**DOCUMENT TEXT**
*** Begin section ***
Frank Leboeuf says PSG’s front three have to track back and defend to stand a chance against Bayern Munich.
Proving the doubters wrong
Flick was hired on an interim basis and some felt this was going to be a transition year for Bayern, not least because they lost their two most expensive players (Corentin Tolisso and Lucas Hernandez) as well as their starting center-back (Niklas Sule) to long-term injury.
Instead, they regrouped quickly and were dominant, keeping potential distractions like the contractual situation of key players Thiago Alcantara and Alphonso Davies out of their minds. (Incidentally, while Thiago’s future remains undecided, he remains a starter; Davies, meanwhile, signed a new deal in April.)
Star-studded and free-spending, but lacking Bayern’s historical gravitas, PSG were seen by some as nouveau riche arrivistes, a collection of egos and hype, assembled without rhyme or reason, who routinely disappointed in the Champions League knockout stage.
But in contrast to past collapses in second legs, not only have they made it to this season’s final, but they did so showing resilience, teamwork and, yes, even humility in the face of adversity: qualities the critics didn’t believe they had.
*** End section ***
**DATA EXCERPTS**
*** Begin section ***
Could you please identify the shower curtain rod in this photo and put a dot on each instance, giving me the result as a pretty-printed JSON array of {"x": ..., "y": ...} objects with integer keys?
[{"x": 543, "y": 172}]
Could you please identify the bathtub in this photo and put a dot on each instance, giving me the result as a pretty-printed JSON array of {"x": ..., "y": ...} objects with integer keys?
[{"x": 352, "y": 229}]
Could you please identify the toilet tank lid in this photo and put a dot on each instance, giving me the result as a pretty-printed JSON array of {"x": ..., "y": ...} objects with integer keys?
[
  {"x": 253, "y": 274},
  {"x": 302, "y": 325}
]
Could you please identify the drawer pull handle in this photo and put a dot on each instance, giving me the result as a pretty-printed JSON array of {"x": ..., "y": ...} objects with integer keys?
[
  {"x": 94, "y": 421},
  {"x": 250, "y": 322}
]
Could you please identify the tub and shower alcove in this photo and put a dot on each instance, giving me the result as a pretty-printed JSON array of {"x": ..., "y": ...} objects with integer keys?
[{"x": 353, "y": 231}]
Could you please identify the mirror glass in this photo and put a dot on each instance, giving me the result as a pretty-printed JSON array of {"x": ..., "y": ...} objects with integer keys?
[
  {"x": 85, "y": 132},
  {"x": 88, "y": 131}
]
*** End section ***
*** Begin section ***
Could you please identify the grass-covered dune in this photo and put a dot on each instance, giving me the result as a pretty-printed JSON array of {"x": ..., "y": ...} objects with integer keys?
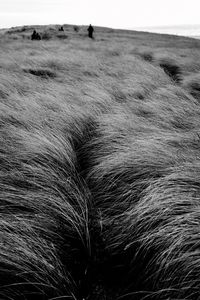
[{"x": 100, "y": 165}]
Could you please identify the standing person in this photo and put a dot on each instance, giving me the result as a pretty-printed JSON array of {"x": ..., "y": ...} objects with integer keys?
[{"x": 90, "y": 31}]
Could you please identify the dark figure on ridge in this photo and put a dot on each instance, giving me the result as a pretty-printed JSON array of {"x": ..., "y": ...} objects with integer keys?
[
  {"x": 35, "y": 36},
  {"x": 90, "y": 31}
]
*** End section ***
*** Begin section ***
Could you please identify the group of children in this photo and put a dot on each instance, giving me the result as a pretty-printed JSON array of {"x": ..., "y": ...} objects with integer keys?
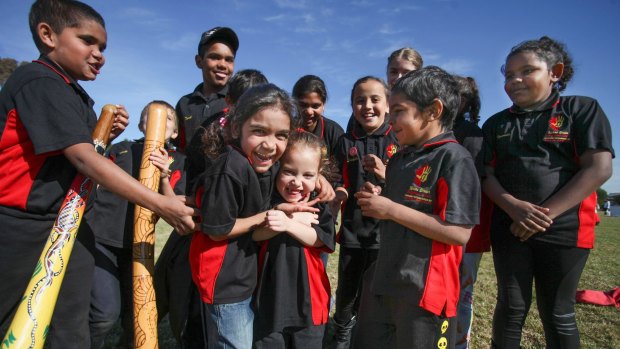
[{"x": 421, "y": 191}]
*** End section ***
**WHAT TO WORK ON**
Continue the text about Bayern Munich and PSG heading into the Champions League final, starting after its last sentence.

**THE ANSWER**
Thomas Muller is the Bayern motto — “Mia San Mia” roughly translates as “we are who we are” — made flesh. He can look clumsy or ungainly, but usually outworks and outsmarts everybody else on the pitch and generally does whatever it takes to help his team.
PSG broke the world record by some distance when they did a €222 million deal for Neymar in 2017, and while the Brazilian forward has been criticised for not living up to often unrealistic hype, he has his game face on. His unpredictability and knack for creating something out of nothing make him the sort of threat for which you cannot plan.
Robert Lewandowski has notched an incredible 55 goals in 46 games this season, with his 15 in nine Champions League games leaving him two short of the record set by Cristiano Ronaldo in 2013-14. Having turned 32 on Friday, Lewandowski has guile and experience to go with sterling technique and deadeye finishing, making him the most complete center-forward around.
Given Neymar is 28 and the Messi/Ronaldo stranglehold at the top of the game continues, the mantle of heir apparent as world’s best player has probably moved to Mbappe. Still just 21, he is absolutely deadly in one-on-one situations and plays with a coolness far beyond his years.
Look out for
Former Vancouver Whitecaps winger Davies has been a revelation since switching to left-back and making the position his own, with quickness that allows him to take gambles at both ends of the pitch, which will be critical against PSG’s front men. Davies can become the first Canadian (and only fourth CONCACAF player after Dwight Yorke, Rafa Marquez and Keylor Navas) to become a European champion.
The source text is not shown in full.